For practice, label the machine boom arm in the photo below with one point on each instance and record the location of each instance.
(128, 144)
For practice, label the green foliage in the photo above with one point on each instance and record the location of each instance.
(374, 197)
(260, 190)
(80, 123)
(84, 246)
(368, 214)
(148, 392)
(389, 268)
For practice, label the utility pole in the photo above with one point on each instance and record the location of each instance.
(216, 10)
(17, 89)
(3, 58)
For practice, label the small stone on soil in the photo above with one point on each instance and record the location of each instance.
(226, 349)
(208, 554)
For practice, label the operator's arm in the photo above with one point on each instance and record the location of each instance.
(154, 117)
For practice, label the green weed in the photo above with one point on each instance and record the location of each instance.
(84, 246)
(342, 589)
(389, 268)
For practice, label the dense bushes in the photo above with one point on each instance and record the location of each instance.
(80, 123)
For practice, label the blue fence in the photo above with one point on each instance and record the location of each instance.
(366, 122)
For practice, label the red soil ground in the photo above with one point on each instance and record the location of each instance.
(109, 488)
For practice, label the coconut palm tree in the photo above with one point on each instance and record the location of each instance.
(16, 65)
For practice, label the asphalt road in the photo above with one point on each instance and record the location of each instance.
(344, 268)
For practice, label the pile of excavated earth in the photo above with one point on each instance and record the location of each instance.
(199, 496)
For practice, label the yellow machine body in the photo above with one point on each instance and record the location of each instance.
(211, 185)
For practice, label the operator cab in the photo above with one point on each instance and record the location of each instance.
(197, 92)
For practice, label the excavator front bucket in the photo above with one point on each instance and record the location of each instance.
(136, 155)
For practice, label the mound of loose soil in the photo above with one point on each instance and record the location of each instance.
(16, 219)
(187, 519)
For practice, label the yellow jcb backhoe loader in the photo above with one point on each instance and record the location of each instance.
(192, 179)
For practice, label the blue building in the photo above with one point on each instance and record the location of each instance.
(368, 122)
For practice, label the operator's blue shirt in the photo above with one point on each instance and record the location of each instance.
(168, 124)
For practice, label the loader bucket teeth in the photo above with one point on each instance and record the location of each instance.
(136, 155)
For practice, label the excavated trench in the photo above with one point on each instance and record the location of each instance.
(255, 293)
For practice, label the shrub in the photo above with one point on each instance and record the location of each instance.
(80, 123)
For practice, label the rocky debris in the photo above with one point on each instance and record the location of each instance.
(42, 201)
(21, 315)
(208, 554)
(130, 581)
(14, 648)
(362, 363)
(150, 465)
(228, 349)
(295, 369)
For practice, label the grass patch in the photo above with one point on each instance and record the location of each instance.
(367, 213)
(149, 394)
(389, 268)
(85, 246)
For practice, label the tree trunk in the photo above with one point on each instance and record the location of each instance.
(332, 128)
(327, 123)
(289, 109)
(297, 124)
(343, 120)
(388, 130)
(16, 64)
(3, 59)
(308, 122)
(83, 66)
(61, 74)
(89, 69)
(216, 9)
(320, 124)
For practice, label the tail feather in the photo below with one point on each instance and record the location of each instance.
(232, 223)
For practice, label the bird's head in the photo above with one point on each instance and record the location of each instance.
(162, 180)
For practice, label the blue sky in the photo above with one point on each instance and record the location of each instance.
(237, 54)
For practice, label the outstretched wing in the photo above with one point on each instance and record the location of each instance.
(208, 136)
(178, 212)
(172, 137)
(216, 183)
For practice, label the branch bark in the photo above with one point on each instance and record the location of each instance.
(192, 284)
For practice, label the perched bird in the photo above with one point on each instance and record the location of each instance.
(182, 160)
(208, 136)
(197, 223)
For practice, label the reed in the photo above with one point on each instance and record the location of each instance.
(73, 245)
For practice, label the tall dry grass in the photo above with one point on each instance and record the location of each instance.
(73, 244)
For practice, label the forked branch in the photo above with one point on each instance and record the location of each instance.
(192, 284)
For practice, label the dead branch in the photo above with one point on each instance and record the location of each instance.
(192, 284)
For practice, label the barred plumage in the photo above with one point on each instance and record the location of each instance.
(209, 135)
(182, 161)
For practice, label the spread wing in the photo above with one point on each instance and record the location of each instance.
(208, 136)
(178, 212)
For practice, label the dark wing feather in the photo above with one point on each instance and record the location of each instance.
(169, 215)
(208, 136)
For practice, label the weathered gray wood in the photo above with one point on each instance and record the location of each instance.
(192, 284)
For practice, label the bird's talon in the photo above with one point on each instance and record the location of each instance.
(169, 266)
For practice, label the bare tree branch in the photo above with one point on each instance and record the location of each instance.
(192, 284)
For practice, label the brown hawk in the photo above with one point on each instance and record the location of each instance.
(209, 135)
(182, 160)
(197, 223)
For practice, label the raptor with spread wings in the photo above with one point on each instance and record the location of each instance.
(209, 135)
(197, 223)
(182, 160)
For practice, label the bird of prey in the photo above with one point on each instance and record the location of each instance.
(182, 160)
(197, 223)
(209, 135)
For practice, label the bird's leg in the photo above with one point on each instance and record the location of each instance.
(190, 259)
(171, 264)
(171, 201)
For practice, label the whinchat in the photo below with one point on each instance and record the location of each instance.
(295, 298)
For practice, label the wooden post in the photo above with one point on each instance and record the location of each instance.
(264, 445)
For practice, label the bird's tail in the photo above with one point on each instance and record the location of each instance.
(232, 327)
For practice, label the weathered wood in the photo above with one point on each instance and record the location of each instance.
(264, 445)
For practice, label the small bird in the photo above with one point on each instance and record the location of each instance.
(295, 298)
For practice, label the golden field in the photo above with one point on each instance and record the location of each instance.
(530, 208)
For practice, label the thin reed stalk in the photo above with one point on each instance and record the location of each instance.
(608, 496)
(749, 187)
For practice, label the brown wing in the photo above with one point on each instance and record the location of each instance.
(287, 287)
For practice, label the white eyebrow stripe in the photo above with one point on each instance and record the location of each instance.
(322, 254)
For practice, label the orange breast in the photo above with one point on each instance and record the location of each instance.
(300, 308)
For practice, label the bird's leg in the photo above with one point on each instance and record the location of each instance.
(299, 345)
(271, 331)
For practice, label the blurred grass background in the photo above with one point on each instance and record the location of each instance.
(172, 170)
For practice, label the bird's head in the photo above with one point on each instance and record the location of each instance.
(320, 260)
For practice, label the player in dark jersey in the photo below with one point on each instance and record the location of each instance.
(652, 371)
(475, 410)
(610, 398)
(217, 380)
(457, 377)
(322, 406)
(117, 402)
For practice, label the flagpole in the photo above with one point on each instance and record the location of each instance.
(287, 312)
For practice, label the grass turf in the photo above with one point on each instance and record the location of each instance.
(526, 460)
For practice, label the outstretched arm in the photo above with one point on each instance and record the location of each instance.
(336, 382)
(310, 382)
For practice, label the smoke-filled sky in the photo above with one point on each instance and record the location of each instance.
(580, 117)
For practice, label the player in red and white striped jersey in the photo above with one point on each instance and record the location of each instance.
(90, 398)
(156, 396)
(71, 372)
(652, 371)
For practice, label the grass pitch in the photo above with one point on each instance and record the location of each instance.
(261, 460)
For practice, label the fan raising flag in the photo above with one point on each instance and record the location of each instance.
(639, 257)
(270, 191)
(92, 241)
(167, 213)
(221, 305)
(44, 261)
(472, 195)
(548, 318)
******************************
__Problem description__.
Copy all the records above precisely.

__Solution for this exercise__.
For practice, label the machine boom arm in the photo below with one point on each instance and record the location of each instance.
(128, 144)
For practice, label the green foliage in the photo above with one point on each instance and record the location of each instance.
(374, 197)
(260, 190)
(80, 123)
(84, 246)
(368, 214)
(148, 392)
(389, 268)
For practice, label the utility pole in the photo above with one point on each instance and record the location of each instance.
(216, 10)
(17, 89)
(3, 58)
For practice, label the small stone on soil in the photo above with one point on each instance and record the location of each instance.
(226, 349)
(208, 554)
For practice, label the operator's arm in the photo above with one point on each instance and record the location of each instance.
(154, 117)
For practice, label the green weed in the photo above with one point on each instance and record the location of each instance.
(84, 246)
(342, 589)
(389, 268)
For practice, label the dense bushes in the photo above with one point on each instance and record the location of each instance.
(80, 123)
For practice, label the blue fence in the photo above with one point on each instance and record the location of each instance.
(366, 122)
For practice, label the red soil ground in the photo above with one point on each instance and record the location of each instance.
(109, 488)
For practice, label the coconut palm tree in the photo above with one point on each instance and record the location of each instance.
(16, 65)
For practice, label the asphalt road in the photo above with one point on each instance and record the location of each instance.
(344, 268)
For practice, label the pile of excavated earth in the photo above with one point on each instance and record the location of each instance.
(199, 496)
For practice, label the yellow machine body in the photo above with one point on each instance and record the location of each instance.
(211, 185)
For practice, label the operator cab in the photo above with one point on each instance and record the location of each instance.
(197, 92)
For practice, label the excavator front bucket in the photo above with one point on each instance and record the location of each instance.
(136, 155)
For practice, label the mound of loose soil in the photo above with one point on each instance and record the location of each instance.
(16, 219)
(187, 519)
For practice, label the yellow jcb backhoe loader in the photo above with one point on each instance and record the location of each instance.
(192, 179)
For practice, label the blue building in the photo above with one point on each instance and record the location of each instance.
(368, 122)
For practice, label the operator's blue shirt in the photo above with one point on each instance and record the location of each instance.
(168, 124)
For practice, label the loader bucket teeth in the photo above with one point on each instance and record the location of each instance.
(136, 155)
For practice, label the excavated trench in the photo above with one point on each instance and record the location of each instance.
(255, 293)
For practice, label the shrub in the photo above with one point on each instance and record the location of each instance.
(80, 123)
For practice, label the rocky debris in the photo above with one point on each instance and record the location of each instance.
(42, 201)
(21, 315)
(208, 554)
(130, 581)
(14, 648)
(362, 363)
(150, 465)
(228, 349)
(295, 369)
For practice, label the grass patch in the photo above with one point on each instance and record the location of each instance.
(367, 213)
(149, 394)
(389, 268)
(85, 246)
For practice, label the tree trunk in the photo above with one point on each instance and record the location of each instance.
(332, 128)
(327, 123)
(289, 109)
(297, 124)
(343, 120)
(388, 130)
(16, 64)
(3, 59)
(308, 122)
(83, 66)
(61, 74)
(89, 69)
(216, 9)
(320, 124)
For practice, label the tail feather in the photo below with one point on each instance and record the location of each instance.
(232, 223)
For practice, label the bird's head in the photo above with one point on each instance and record the location of each instance.
(162, 180)
For practice, label the blue sky in the photo above with one point on each instance and record the location of each instance.
(237, 54)
For practice, label the outstretched wing in the photo above with one point on each instance and record the location of each instance.
(208, 136)
(178, 212)
(172, 137)
(216, 183)
For practice, label the branch bark in the photo above with one point on each instance and record the location of each instance.
(192, 284)
For practice, label the perched bird in the photo above with one point on each instance and record the location of each instance.
(182, 160)
(208, 136)
(197, 223)
For practice, label the reed in the photo above with one point on each instance and record the location of each instance.
(73, 245)
For practice, label the tall dry grass in the photo above with one point on each instance and record the location of each instance.
(73, 244)
For practice, label the forked branch in the photo above with one point on each instance and record the location of each instance.
(192, 284)
For practice, label the dead branch in the photo above with one point on each instance and record the location of each instance.
(192, 284)
For practice, label the barred plumage in the photo above with one point on each instance and record the location of each instance.
(209, 135)
(182, 161)
For practice, label the spread wing in the photo above with one point on each instance and record the location of each instance.
(208, 136)
(178, 212)
For practice, label the dark wing feather in the photo above with one point on each instance and record the location of each instance.
(169, 215)
(208, 136)
For practice, label the weathered gray wood in the photo above with one point on each instance and record the location of each instance.
(192, 284)
For practice, label the bird's talon in the photo above with one point on each instance and record the location of each instance.
(169, 266)
For practice, label the bare tree branch in the photo above with one point on each instance and record the location of each instance.
(192, 284)
For practice, label the brown hawk in the photo above with one point on each instance and record the location of each instance.
(209, 135)
(182, 160)
(197, 223)
For practice, label the raptor with spread wings in the photo above with one point on each instance and record the location of each instance.
(209, 135)
(197, 223)
(182, 160)
For practice, label the bird of prey in the photo above with one point on each instance and record the location of each instance.
(182, 160)
(197, 223)
(209, 135)
For practice, label the bird's leg in the photo above with one point on each instance and record the location of each instance.
(190, 259)
(171, 264)
(171, 201)
For practice, label the whinchat in the photo below with one point on each instance and record the location of each instance.
(295, 298)
For practice, label the wooden post in the photo above with one point on each instance and record the location of each instance.
(264, 445)
For practice, label the bird's tail in the photo above with one point on each instance and record the location of each instance.
(232, 327)
For practice, label the weathered wood in the photo above with one point on each instance and record the location of each instance.
(264, 445)
For practice, label the small bird in the photo above with one point on each instance and record the location of each instance.
(295, 298)
For practice, label the golden field in the photo above with one point on each instance and record the location of each instance.
(530, 208)
For practice, label the thin reed stalk in the photo above with one point on each instance and record the location of each instance.
(608, 496)
(749, 187)
For practice, label the brown wing in the photo above with one point on each instance and record the location of each instance.
(287, 287)
For practice, label the white eyebrow stripe in the photo above with one point on each instance and record the location of each instance.
(322, 254)
For practice, label the orange breast in the photo above with one point on each instance and record the location of each instance.
(300, 308)
For practice, label the bird's leg in the photo above with one point on each instance and record the location of each instance.
(299, 345)
(271, 331)
For practice, label the blurred grass background in the photo above with one point on each instance and record the location of each instance.
(172, 170)
For practice, label the bird's head in the photo above with one point on each instance and record the location of each instance.
(320, 260)
For practice, label the player in dark jersey in the photo below with one point on each instance and record the location of each instance.
(652, 371)
(475, 410)
(610, 398)
(217, 380)
(457, 377)
(322, 406)
(117, 402)
For practice, label the flagpole in the photo above with one point on each instance and record the location of each instance.
(287, 312)
For practice, label the grass turf in the photo above with one point on each instance and record the location of each instance.
(526, 460)
For practice, label the outstretched arm in the photo above with one point on each instance and record the location of each instance.
(336, 382)
(310, 382)
For practice, label the smoke-filled sky in the photo above with one point on each instance and record the location of each instance.
(580, 117)
For practice, label the player in red and white striped jersey in the photo above with one point on each instance and record the location of each instance.
(90, 398)
(156, 396)
(71, 372)
(652, 371)
For practice, label the grass pitch in the photo above with one point on each instance and record the location of each instance.
(261, 460)
For practice, label the fan raising flag in the photo above with one point on each instance and record the location of each instance.
(639, 257)
(270, 191)
(92, 241)
(167, 213)
(221, 305)
(44, 261)
(472, 195)
(548, 318)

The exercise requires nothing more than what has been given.